- INPUT DATA:
* BEGIN *
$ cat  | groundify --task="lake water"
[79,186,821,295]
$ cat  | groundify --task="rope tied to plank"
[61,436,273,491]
* END *
* BEGIN *
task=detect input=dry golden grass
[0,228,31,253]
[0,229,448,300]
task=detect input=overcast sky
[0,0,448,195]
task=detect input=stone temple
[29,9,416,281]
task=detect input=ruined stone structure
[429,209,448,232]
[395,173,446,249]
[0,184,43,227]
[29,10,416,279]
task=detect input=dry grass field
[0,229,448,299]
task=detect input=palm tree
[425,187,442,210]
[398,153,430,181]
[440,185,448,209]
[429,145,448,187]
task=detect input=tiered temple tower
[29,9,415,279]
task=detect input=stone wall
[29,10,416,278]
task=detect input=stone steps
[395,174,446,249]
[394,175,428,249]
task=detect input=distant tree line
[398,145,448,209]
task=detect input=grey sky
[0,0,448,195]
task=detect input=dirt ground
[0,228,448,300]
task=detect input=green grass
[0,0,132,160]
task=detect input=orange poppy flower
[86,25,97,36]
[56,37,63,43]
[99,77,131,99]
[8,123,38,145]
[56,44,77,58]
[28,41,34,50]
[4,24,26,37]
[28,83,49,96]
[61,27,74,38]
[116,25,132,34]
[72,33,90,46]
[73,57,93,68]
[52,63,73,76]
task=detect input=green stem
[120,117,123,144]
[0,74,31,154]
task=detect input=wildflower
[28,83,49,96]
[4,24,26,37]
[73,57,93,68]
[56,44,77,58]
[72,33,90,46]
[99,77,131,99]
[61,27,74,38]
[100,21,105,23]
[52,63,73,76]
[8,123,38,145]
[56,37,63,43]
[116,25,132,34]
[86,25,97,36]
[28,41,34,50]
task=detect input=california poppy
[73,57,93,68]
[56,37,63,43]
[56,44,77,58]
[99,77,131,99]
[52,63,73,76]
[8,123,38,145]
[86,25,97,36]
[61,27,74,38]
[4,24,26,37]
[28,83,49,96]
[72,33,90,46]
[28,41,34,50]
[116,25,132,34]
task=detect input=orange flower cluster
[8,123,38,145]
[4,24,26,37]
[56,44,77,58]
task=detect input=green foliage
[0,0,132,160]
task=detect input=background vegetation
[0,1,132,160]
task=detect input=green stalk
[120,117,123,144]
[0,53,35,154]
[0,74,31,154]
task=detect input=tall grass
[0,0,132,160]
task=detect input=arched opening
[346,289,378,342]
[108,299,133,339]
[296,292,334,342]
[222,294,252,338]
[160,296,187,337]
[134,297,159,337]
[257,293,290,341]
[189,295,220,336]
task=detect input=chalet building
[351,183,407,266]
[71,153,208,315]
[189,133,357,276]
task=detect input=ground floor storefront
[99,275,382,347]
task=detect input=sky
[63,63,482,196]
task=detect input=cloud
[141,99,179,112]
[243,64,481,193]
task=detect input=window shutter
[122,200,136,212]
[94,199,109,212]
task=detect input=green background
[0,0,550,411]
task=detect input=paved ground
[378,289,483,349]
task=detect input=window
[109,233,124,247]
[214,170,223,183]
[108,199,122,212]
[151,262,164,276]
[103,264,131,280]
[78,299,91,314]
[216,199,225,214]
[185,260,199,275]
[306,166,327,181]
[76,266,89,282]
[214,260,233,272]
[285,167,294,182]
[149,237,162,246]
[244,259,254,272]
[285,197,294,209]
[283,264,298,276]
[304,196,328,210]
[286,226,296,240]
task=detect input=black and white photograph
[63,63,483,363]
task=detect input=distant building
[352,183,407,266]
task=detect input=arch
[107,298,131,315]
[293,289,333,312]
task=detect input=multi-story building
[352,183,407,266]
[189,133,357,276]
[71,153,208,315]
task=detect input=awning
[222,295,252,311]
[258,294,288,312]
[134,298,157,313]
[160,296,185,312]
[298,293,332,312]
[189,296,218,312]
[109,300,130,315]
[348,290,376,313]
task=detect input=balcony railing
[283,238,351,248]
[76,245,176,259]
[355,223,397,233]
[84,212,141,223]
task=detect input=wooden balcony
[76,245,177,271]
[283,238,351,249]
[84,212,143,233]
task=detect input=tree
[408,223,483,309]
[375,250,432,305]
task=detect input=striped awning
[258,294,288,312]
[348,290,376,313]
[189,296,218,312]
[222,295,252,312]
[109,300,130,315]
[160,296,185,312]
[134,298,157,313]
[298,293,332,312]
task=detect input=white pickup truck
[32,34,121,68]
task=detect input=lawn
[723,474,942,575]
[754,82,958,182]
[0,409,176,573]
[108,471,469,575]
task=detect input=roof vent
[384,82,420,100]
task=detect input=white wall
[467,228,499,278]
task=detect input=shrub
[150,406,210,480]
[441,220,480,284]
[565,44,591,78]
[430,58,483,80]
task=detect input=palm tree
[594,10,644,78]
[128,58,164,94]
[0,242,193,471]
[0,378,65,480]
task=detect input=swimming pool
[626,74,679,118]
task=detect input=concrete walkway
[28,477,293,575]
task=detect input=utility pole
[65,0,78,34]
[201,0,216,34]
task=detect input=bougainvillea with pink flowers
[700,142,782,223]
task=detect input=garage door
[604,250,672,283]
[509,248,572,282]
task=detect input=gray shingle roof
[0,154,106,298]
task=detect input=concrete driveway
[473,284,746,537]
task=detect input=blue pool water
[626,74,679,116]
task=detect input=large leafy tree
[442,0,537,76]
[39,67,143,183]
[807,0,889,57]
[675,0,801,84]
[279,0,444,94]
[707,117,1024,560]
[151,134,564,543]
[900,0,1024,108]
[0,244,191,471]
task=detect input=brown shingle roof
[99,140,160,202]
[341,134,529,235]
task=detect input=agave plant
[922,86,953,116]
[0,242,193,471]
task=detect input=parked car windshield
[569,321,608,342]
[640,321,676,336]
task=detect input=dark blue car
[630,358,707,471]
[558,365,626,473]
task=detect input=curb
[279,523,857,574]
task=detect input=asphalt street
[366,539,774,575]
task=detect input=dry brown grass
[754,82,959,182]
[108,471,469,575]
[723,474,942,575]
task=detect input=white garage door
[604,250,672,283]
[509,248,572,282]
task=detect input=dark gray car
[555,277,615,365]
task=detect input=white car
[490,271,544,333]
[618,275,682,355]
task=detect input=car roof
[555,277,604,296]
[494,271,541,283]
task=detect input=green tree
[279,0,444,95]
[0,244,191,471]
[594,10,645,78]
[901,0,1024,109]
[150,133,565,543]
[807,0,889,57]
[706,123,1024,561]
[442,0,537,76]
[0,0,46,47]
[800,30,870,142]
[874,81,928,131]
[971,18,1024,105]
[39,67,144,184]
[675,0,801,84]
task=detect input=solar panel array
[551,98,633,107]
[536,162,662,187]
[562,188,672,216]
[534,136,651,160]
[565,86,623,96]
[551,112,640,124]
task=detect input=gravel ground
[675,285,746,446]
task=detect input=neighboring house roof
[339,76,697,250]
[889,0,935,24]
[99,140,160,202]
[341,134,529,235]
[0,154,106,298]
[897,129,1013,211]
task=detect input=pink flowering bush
* END *
* BEGIN *
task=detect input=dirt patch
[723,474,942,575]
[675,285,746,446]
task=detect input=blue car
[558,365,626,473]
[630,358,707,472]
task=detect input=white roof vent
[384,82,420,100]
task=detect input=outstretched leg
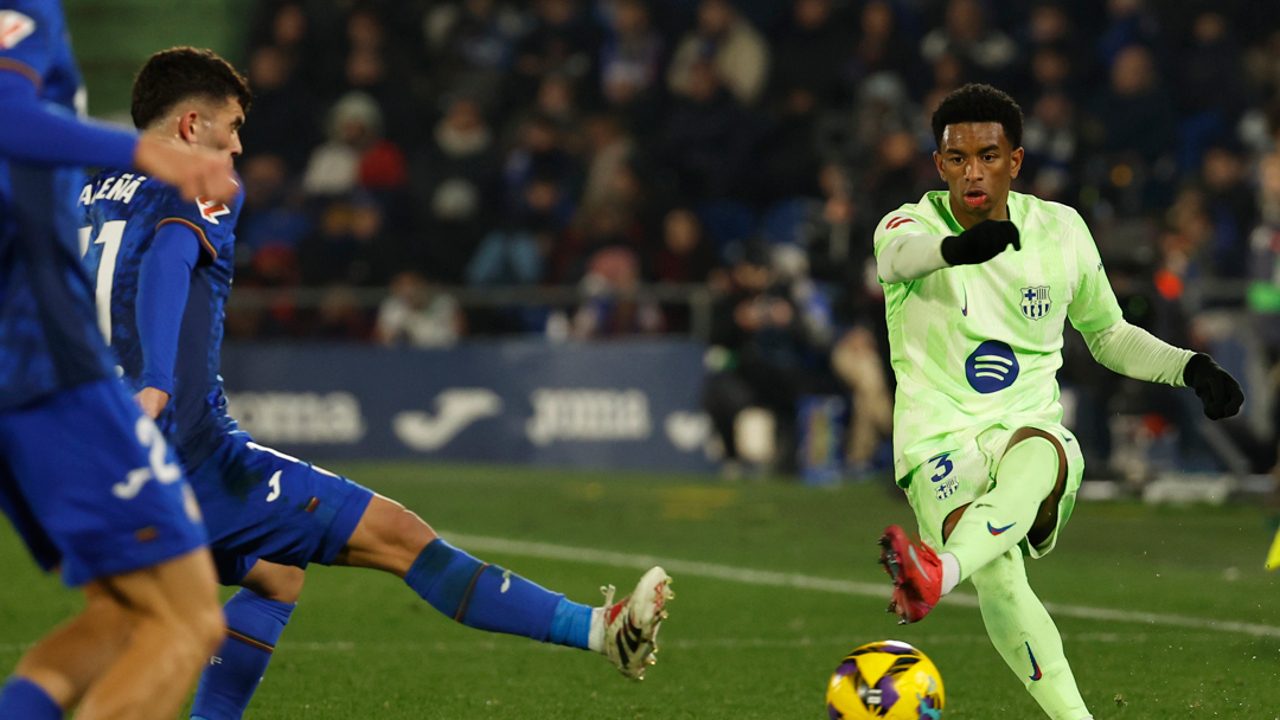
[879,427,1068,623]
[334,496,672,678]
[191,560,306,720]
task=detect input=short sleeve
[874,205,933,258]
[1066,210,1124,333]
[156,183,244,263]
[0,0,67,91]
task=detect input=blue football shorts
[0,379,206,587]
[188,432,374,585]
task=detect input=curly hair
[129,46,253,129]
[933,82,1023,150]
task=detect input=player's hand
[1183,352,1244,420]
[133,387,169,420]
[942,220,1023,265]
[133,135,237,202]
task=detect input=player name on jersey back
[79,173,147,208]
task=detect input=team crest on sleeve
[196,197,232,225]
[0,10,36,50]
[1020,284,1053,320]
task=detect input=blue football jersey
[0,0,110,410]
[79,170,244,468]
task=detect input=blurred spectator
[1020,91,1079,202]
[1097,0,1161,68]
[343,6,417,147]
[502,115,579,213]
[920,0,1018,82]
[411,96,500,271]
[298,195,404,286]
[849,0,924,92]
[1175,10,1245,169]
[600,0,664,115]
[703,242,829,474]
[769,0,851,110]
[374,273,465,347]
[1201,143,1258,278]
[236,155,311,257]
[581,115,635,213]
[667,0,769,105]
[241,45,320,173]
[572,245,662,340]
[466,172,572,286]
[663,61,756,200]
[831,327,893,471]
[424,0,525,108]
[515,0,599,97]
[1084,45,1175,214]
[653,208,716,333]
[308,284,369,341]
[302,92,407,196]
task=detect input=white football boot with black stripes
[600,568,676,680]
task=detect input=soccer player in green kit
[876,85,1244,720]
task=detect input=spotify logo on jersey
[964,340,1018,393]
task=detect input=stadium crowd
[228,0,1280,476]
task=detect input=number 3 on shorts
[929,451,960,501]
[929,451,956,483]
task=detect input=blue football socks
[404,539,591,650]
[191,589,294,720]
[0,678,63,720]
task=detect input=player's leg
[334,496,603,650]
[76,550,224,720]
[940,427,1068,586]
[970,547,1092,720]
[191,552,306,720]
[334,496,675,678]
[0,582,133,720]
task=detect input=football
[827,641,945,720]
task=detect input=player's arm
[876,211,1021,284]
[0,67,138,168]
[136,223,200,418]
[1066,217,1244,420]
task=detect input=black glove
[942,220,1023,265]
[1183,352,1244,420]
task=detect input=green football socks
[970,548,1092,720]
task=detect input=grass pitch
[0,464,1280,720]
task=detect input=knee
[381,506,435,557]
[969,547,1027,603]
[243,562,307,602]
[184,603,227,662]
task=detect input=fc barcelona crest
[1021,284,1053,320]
* END *
Please output the items from the line with "task=detect input=curly hair" up to and including the line with "[1021,284,1053,320]" as a two-column CSV with the headers text and answer. Give one row per item, put each field in double quotes, and turn any line breaks inside a field into spaces.

text,answer
"task=detect input=curly hair","[129,46,253,129] [933,82,1023,150]"
"task=detect input=player's hand","[1183,352,1244,420] [133,387,169,420] [942,220,1023,265] [133,135,237,202]"
"task=detect input=player name on jersey back","[79,173,147,208]"
"task=detect input=team crest on sleeve","[196,197,232,225] [0,10,36,50] [1020,284,1053,320]"
"task=detect input=blue football jersey","[0,0,110,410] [79,170,244,468]"
"task=detect input=blurred spectator","[1020,91,1079,202] [1097,0,1161,68] [343,6,417,147] [502,115,579,213] [920,0,1018,82] [411,96,500,271] [298,195,404,286] [849,0,924,92] [1175,10,1245,169] [600,0,664,115] [703,242,829,474] [769,0,851,110] [374,273,465,347] [1201,143,1258,278] [236,155,311,257] [581,115,635,213] [667,0,769,105] [241,45,320,173] [572,245,662,340] [466,172,572,286] [663,61,756,200] [831,327,893,471] [424,0,525,108] [515,0,599,97] [1084,45,1175,214] [653,208,716,333] [308,284,369,341] [302,92,407,196]"
"task=detect input=white football boot with black stripes","[600,568,676,680]"
"task=detect input=soccer player in green kit","[876,85,1244,720]"
"task=detect input=spotify logo on jersey","[964,340,1018,393]"
"task=detect input=stadium crowd","[228,0,1280,476]"
"task=detect input=number 3 on shorts","[929,451,960,501] [929,451,956,483]"
"task=detect input=blue football socks","[404,539,591,650] [191,589,294,720] [0,678,63,720]"
"task=detect input=player's leg","[334,496,603,650] [76,550,224,720] [940,427,1068,586] [970,547,1092,720] [191,552,306,720] [334,496,675,678] [0,582,133,720]"
"task=detect input=football","[827,641,945,720]"
"task=detect input=player's arm","[876,211,1021,284] [0,67,138,168] [136,223,200,418] [1066,217,1244,420]"
"task=detect input=black glove","[942,220,1023,265] [1183,352,1244,420]"
"task=detect input=green football socks","[970,548,1092,720]"
"task=detect input=grass pitch","[0,464,1280,720]"
"task=detect input=knee","[381,506,435,557] [969,547,1027,603] [243,562,307,602] [184,603,227,662]"
"task=detect input=fc barcelona crest","[1021,284,1053,320]"